Copy every item below word for word, leaving the pictures out of your copy.

** begin Listing **

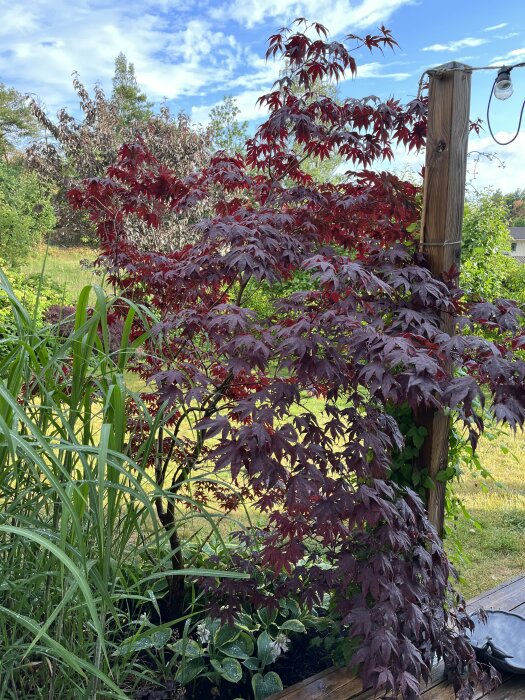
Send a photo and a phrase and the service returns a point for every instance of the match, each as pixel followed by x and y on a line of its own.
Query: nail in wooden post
pixel 443 199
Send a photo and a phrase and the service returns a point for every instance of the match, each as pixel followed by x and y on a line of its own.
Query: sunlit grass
pixel 495 551
pixel 62 265
pixel 491 554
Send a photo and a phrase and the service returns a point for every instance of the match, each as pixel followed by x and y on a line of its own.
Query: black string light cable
pixel 501 90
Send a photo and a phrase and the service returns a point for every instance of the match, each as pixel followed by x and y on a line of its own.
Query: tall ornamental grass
pixel 83 560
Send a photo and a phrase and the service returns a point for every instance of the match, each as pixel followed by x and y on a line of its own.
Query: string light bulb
pixel 503 84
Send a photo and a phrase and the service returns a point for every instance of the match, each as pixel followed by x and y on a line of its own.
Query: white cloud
pixel 496 26
pixel 455 45
pixel 489 166
pixel 337 16
pixel 173 56
pixel 515 56
pixel 501 167
pixel 377 70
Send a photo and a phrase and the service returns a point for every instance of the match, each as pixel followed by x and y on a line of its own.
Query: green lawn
pixel 496 551
pixel 491 553
pixel 63 266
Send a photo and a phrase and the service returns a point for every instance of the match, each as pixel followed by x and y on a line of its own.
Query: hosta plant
pixel 368 335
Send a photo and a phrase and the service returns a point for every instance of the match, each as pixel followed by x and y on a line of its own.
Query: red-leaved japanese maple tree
pixel 367 336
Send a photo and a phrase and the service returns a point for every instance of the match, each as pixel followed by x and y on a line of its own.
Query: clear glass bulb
pixel 503 88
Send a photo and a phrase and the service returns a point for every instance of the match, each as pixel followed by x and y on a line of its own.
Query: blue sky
pixel 193 52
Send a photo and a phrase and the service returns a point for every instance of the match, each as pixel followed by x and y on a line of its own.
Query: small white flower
pixel 279 646
pixel 203 634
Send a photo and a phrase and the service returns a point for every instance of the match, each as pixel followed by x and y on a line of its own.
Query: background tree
pixel 228 133
pixel 26 211
pixel 368 336
pixel 485 247
pixel 71 149
pixel 16 119
pixel 132 105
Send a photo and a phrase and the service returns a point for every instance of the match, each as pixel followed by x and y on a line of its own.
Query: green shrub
pixel 26 213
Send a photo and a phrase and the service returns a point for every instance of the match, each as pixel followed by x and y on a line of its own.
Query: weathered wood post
pixel 443 199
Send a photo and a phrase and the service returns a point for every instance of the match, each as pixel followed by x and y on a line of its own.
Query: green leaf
pixel 264 649
pixel 156 640
pixel 224 635
pixel 189 670
pixel 240 648
pixel 294 626
pixel 267 617
pixel 252 663
pixel 187 648
pixel 264 686
pixel 245 622
pixel 231 670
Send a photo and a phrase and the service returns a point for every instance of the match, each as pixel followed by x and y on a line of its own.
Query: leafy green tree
pixel 132 105
pixel 227 132
pixel 16 119
pixel 85 145
pixel 26 212
pixel 485 248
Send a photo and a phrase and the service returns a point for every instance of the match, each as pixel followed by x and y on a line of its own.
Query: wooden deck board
pixel 338 684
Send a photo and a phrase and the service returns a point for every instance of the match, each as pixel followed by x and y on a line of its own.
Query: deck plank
pixel 337 683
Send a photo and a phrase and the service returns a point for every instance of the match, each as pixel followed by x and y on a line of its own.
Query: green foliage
pixel 514 282
pixel 26 213
pixel 485 247
pixel 227 132
pixel 81 552
pixel 16 119
pixel 132 104
pixel 35 292
pixel 262 297
pixel 242 652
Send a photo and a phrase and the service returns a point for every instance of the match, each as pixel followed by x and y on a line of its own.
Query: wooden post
pixel 443 199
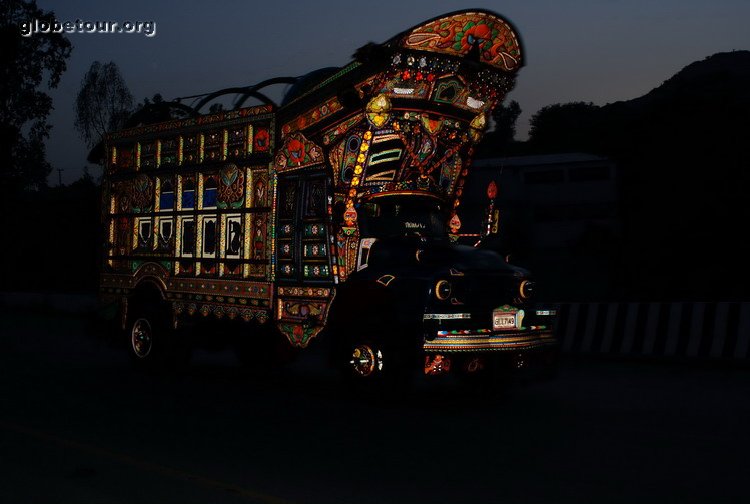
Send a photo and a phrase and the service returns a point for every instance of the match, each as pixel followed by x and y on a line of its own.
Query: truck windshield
pixel 402 216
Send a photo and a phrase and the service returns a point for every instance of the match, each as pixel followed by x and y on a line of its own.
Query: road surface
pixel 79 425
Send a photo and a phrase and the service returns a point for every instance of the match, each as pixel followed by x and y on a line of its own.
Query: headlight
pixel 526 289
pixel 443 290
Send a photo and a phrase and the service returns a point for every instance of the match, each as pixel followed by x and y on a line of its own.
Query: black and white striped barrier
pixel 688 330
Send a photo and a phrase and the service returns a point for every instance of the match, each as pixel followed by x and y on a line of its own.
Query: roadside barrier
pixel 698 330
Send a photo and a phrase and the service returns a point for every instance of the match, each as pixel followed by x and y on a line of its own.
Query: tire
pixel 153 343
pixel 374 367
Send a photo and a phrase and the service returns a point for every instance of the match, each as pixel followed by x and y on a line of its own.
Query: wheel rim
pixel 366 361
pixel 141 338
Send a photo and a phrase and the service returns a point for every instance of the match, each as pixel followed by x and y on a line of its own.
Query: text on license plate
pixel 504 322
pixel 506 317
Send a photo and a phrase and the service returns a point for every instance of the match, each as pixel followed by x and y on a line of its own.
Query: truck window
pixel 402 216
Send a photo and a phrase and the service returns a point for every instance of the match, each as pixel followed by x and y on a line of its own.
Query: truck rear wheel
pixel 153 343
pixel 374 367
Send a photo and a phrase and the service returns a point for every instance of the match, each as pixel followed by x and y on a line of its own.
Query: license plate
pixel 503 319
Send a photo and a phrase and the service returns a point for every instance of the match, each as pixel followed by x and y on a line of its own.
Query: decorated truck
pixel 333 216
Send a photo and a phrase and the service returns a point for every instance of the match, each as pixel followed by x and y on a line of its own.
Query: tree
pixel 28 64
pixel 103 103
pixel 505 117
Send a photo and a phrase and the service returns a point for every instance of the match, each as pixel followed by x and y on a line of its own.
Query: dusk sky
pixel 575 50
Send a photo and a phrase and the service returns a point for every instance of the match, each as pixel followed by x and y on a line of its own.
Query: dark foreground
pixel 78 425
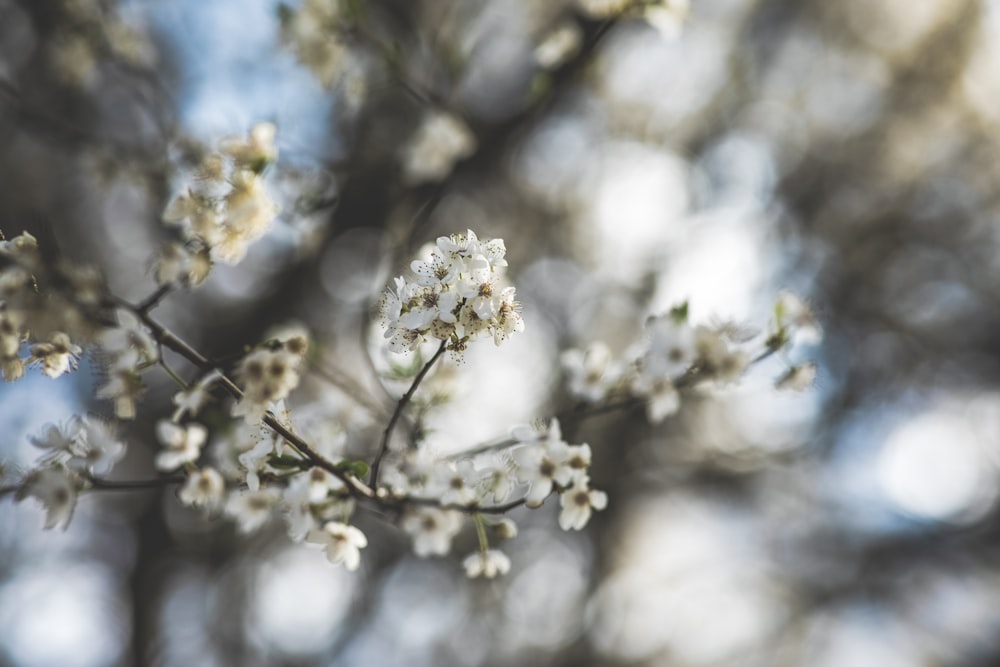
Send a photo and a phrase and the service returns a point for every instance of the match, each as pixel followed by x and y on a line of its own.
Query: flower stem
pixel 403 401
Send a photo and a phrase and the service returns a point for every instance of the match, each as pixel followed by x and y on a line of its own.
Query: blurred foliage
pixel 846 150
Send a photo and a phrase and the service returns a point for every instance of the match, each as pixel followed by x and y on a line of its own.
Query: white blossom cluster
pixel 257 468
pixel 539 464
pixel 458 295
pixel 71 454
pixel 30 311
pixel 222 210
pixel 268 374
pixel 312 31
pixel 89 31
pixel 674 351
pixel 441 140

** end Listing **

◆ Final result
Send a photo and a phrase and the service returns a point for every instance of the match, each as pixel followed by x and y on a line of its own.
Query: nail in wooden post
pixel 443 199
Send a photo and a phrase and the service returns a point for every instance of the match, each as pixel followed by x and y on a line of its own.
Query: sunlit grass
pixel 495 551
pixel 62 265
pixel 491 554
Send a photo and a phrase and the service returns a point for every instance of the match, each as pixel followed by x and y on a line of its own.
Query: black string light cable
pixel 501 90
Send a photo and a phrase and the service returns a point for every instance of the match, each as pixel followed by x and y on a line of its own.
Query: tall ornamental grass
pixel 83 560
Send a photo and a phrase and the service returns a point for every instance of the match, each as pixel followed by x and y on a line of its own.
Query: string light bulb
pixel 503 84
Send a photo and a phrase and the service returns a point for every instance of the match, each as pixel followed by x and y on a line of its own.
Query: white cloud
pixel 496 26
pixel 455 45
pixel 489 166
pixel 337 16
pixel 173 56
pixel 515 56
pixel 501 167
pixel 377 70
Send a photo and a phrase and the service returns a point for every instance of the match, each as pixel followed by x and y on a line of its own.
Query: green lawn
pixel 496 551
pixel 491 553
pixel 63 266
Send a photo and a phrase and the service returns a point for every instance of the match, each as pixel followed by x and y on a line of its own.
Query: hosta plant
pixel 368 335
Send a photo and a phrase and the service returns a point for every instance of the match, each as pixel followed by x and y on a line of its own.
Query: red-leaved japanese maple tree
pixel 367 336
Send a photo and a phrase and the service returns a point for every instance of the match, each as pixel followed by x and y on a line of its own.
Query: clear glass bulb
pixel 503 88
Send a photo and a phrase and the service returns a point for every instance of the match, each as pixel followed by x and y on a line of its own.
Query: blue sky
pixel 193 52
Send a photo and a phrase and the service returns a point for every instance of the match, each as pixel followed by x and y on a line of its own.
Query: small white flower
pixel 279 646
pixel 203 634
Send a photo and a phrase and the service returns a point for every instance of the match, each as pixel followed by x and y on a line of its own.
Query: background tree
pixel 228 133
pixel 26 211
pixel 368 336
pixel 485 247
pixel 71 149
pixel 16 119
pixel 132 105
Send a photo and a phrase and the service returns a point for every instance of the match, each as pixel followed by x and y on a line of its own.
Query: green shrub
pixel 26 213
Send a photo and a phrase and the service returns a point for every instance of the match, each as pixel followed by x and y on a line of its own.
Query: weathered wood post
pixel 443 199
Send a photo and a phrase and the service returns a point for every instance of the match, each as pixel followed by x and y on a line of its own.
Query: green leaf
pixel 264 649
pixel 156 640
pixel 224 635
pixel 189 670
pixel 240 648
pixel 294 626
pixel 267 617
pixel 252 663
pixel 187 648
pixel 264 686
pixel 245 622
pixel 231 670
Send a photo and a phrase and the service returns a point for every instance of the match, each as pixel followed by x and y on a line of its own.
Query: leafy green tree
pixel 132 105
pixel 227 132
pixel 16 119
pixel 85 145
pixel 26 212
pixel 485 248
Send a photo and a phrase and the service returns a point for every instance of the match, each as pixel followed by x and y on a line of its own.
Query: wooden deck board
pixel 338 684
Send a photo and a phrase and the service returns a point for every instance of the match, each as pixel followed by x and y on a line of its own.
Query: deck plank
pixel 337 683
Send a photo and a phrase and the service returns a point for every instance of the match, each as pixel followed by x and y on a line of its own.
Query: green foliage
pixel 514 282
pixel 26 213
pixel 485 247
pixel 227 132
pixel 81 552
pixel 16 119
pixel 132 104
pixel 35 292
pixel 262 297
pixel 242 652
Send a photo and a phrase and the service returns a point for every instance of the match, each as pixel followed by x and y on a line of its own.
Query: wooden post
pixel 443 199
Send a photo and a phrase and the service returns a point for every instance of the match, each as pixel followed by x and y on a line of its own.
Query: truck windshield
pixel 402 216
Send a photo and a phrase and the service returns a point for every instance of the match, each as pixel followed by x and y on a line of its own.
Query: road surface
pixel 79 425
Send a photo and a phrase and the service returns a point for every instance of the match, each as pixel followed by x and y on a line of its own.
Query: headlight
pixel 526 289
pixel 443 290
Send a photo and a phrase and the service returns a point for every instance of the match, each as pixel followed by x and y on a line of its own.
Query: black and white striped barrier
pixel 688 330
Send a photo and a phrase and the service returns a point for every instance of the match, each as pixel followed by x and y on a line of its own.
Query: roadside barrier
pixel 698 330
Send a photo and a phrase and the service returns a point for every instance of the match, each as pixel followed by x and y on a line of its own.
Query: tire
pixel 153 343
pixel 374 367
Send a photo and a phrase and the service returns a point for every instance of the match, each as pixel followed by x and y on a line of its own.
Query: wheel rim
pixel 366 361
pixel 141 338
Send a photo and a phrase and the service returns a point for every instance of the match, each as pixel followed by x and y on a line of its own.
Query: text on license plate
pixel 504 322
pixel 506 317
Send a photo and a phrase and the service returns a point for every instance of the match, each as pixel followed by x and y on a line of its own.
Query: truck window
pixel 402 216
Send a photo and a phrase and the service returns a point for every instance of the match, each as pixel followed by x and y on a line of its own.
Query: truck rear wheel
pixel 153 343
pixel 374 367
Send a photo and a phrase and the service returns a point for every instance of the match, each as pixel followed by x and y on a line of its own.
Query: license plate
pixel 503 319
Send a photo and a phrase and the service returns a point for every instance of the match, each as pixel followed by x and y on a line of its own.
Query: decorated truck
pixel 333 216
Send a photo and a phrase and the service returns a point for every instance of the match, each as pixel followed by x and y on a line of its own.
Query: tree
pixel 28 64
pixel 103 103
pixel 505 117
Send a photo and a phrase and the service returns a point for every instance of the match, each as pixel followed by x and y on a line of its own.
Query: dusk sky
pixel 575 50
Send a photo and a phrase and the service returns a point for every instance of the match, each as pixel followed by x and y on a line of its own.
Query: dark foreground
pixel 78 425
Send a photo and a phrase and the service returns a point for every instance of the match, each as pixel followed by x and y on a line of its own.
Query: flower stem
pixel 403 401
Send a photo and a phrase and the service returns a point for every instance of the match, each as pixel followed by x and y on a line of its own.
Query: blurred foliage
pixel 846 150
Send a photo and a phrase and the service returns a point for every instance of the match, each as pixel followed by x and y on a line of its own.
Query: white blossom cluster
pixel 257 468
pixel 539 464
pixel 458 295
pixel 71 454
pixel 30 311
pixel 222 210
pixel 268 374
pixel 312 31
pixel 89 31
pixel 674 351
pixel 441 140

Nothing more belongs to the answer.